** Given task **
Copy exactly the lines from the one containing "Where can you spot the white background" through the last line of the records, both included, and nothing more.

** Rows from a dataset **
## BEGIN

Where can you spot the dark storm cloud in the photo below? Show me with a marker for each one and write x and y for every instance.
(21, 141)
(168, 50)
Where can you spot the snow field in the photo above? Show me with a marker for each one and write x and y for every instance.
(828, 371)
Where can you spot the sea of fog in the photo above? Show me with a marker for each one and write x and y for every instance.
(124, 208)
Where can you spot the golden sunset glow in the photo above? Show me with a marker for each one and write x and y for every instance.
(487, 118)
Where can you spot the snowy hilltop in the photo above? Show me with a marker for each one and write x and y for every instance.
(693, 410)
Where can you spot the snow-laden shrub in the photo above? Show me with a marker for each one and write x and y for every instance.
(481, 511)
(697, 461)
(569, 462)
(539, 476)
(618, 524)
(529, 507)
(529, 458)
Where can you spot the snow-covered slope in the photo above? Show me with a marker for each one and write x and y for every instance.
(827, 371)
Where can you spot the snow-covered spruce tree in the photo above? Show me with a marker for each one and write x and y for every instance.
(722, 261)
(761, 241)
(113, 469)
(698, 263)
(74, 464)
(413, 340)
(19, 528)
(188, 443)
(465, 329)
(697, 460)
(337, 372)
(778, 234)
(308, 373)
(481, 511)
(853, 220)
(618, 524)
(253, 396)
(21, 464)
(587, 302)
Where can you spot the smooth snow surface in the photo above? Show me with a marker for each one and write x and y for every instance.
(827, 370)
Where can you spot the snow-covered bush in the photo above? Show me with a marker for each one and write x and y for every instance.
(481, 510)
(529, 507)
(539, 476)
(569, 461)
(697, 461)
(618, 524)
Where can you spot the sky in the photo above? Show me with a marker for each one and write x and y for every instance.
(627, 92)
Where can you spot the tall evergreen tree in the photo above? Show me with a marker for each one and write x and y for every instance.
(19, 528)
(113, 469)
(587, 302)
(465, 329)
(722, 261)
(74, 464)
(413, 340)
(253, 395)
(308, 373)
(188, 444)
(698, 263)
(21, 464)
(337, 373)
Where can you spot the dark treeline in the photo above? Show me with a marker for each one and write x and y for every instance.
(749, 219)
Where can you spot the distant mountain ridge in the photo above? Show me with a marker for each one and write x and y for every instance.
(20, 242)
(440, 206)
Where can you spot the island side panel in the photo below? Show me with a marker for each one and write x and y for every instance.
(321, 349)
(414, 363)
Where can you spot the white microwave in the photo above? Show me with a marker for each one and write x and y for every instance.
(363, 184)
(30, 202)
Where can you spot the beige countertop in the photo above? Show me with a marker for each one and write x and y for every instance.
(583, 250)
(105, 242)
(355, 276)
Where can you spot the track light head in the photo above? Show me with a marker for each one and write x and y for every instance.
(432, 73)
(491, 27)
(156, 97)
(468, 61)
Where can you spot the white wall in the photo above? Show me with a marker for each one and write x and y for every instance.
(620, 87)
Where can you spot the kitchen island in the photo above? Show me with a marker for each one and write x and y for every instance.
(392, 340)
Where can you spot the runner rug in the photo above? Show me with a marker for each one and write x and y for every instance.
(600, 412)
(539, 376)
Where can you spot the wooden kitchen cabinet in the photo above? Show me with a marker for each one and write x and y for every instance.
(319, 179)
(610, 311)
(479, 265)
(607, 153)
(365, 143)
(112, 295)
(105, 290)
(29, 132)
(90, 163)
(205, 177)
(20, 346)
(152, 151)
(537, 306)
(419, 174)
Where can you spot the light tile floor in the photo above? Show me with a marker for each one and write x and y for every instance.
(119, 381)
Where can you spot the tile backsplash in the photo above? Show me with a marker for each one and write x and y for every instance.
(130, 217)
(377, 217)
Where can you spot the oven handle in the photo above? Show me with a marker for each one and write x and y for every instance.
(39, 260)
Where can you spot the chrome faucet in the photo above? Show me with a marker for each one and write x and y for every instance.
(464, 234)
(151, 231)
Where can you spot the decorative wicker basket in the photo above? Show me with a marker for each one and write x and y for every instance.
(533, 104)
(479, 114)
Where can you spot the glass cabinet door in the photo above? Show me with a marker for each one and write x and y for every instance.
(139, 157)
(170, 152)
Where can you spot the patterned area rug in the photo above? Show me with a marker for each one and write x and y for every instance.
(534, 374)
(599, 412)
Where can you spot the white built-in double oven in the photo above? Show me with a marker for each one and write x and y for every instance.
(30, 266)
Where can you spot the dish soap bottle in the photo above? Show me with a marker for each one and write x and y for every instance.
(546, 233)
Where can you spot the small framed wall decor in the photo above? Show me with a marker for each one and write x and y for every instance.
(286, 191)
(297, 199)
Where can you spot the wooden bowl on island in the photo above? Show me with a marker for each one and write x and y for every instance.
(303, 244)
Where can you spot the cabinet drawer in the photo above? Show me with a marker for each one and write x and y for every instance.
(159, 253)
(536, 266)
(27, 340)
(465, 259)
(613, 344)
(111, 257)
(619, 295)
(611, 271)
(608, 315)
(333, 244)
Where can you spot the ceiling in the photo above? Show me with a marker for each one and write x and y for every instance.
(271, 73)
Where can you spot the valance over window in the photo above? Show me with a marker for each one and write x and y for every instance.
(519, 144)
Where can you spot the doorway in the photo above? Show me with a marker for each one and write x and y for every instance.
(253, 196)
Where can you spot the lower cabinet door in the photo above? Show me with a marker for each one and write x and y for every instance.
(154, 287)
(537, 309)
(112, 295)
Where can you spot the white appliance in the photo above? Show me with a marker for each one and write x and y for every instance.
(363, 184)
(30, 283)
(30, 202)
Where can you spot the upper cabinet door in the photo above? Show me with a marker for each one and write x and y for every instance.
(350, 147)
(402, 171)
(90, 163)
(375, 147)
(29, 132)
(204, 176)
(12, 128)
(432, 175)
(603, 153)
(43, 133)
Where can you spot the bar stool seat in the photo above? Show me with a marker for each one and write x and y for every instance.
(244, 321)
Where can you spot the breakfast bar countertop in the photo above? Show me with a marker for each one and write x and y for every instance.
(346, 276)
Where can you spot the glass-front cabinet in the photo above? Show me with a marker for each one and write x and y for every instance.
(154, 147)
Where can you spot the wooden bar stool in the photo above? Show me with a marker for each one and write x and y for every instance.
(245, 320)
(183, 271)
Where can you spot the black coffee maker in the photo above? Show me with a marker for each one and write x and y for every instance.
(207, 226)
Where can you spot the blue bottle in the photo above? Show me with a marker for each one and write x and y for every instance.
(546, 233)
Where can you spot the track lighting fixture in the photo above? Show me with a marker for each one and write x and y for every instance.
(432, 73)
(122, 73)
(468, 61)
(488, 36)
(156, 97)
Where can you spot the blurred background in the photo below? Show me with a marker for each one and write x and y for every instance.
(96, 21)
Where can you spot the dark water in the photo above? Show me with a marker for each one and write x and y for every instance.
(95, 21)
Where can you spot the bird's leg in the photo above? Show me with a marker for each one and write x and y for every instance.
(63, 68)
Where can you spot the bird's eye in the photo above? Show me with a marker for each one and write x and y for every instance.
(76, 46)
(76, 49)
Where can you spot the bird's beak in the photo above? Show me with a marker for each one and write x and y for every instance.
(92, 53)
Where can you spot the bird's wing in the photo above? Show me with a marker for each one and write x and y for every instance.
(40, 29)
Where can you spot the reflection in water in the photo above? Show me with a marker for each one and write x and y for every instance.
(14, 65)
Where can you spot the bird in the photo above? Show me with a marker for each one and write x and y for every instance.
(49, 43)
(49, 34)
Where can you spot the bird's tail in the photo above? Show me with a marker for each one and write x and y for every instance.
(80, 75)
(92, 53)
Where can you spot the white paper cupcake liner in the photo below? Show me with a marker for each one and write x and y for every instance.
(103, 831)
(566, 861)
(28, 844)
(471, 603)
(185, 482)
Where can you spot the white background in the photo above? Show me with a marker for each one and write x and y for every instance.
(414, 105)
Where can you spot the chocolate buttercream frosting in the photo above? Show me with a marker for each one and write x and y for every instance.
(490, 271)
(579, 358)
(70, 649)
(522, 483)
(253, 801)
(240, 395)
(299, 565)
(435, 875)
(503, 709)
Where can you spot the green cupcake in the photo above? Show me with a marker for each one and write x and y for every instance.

## END

** Solution to this task **
Where can you spot the white background in the photo above? Show me with a marker for each one and write x and y for every instance.
(414, 105)
Where can you spot the chocolate buttercream frosting in the photo above? Show me with a marker for each one and write x and y for every instance.
(490, 271)
(579, 358)
(70, 649)
(522, 483)
(253, 801)
(240, 395)
(299, 565)
(435, 875)
(503, 709)
Where can you spot the green cupcake in the photo above? Show me with a marker for each one and write x and y for every instance.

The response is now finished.